◆ Objective
Write out every one of the records below line for line, omitting the pictures.

◆ Extracted entries

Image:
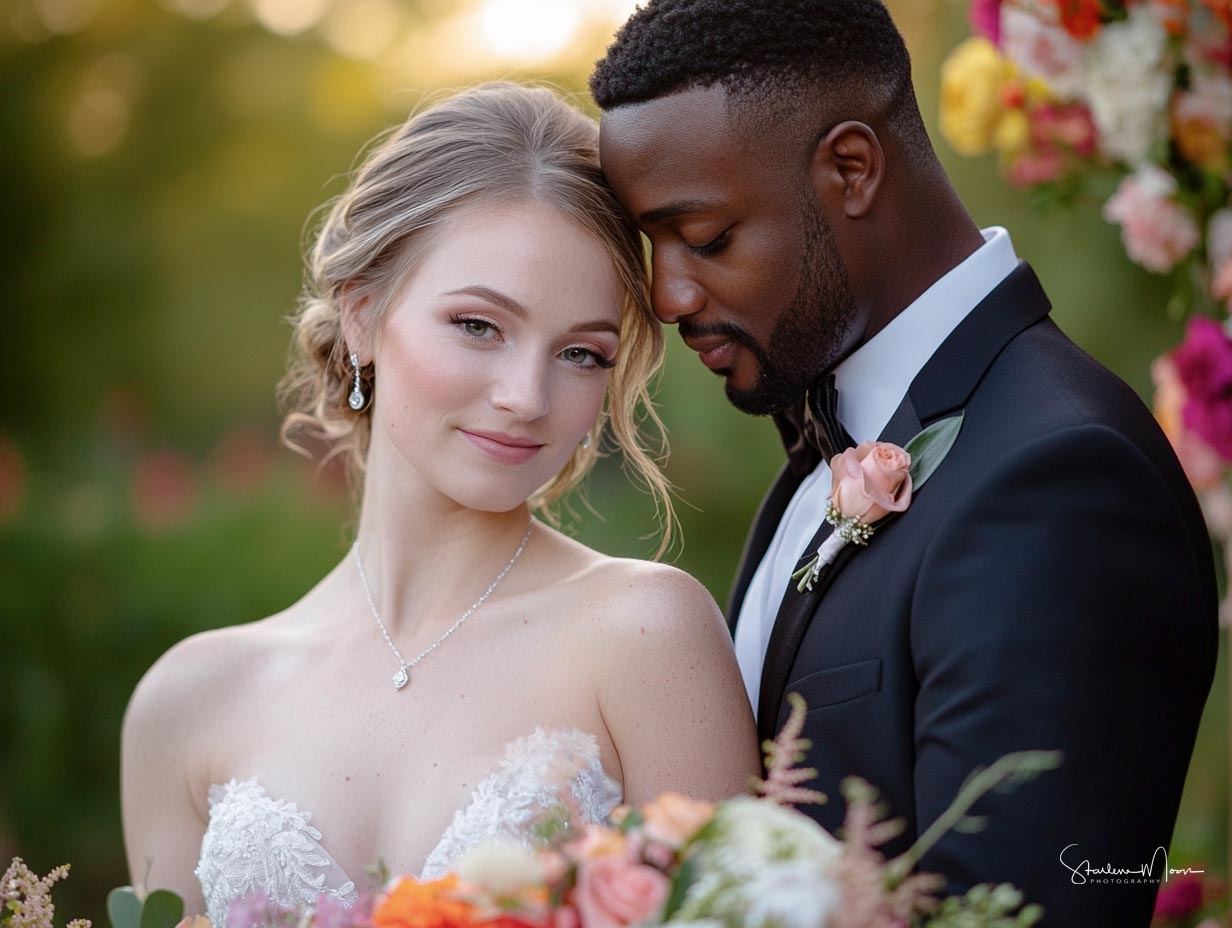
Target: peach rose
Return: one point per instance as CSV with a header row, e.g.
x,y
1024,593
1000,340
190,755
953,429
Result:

◆ Written solution
Image:
Target: peach rose
Return: one point per instance as CSV with a header row, e.g.
x,y
1024,593
1000,340
190,755
953,429
Result:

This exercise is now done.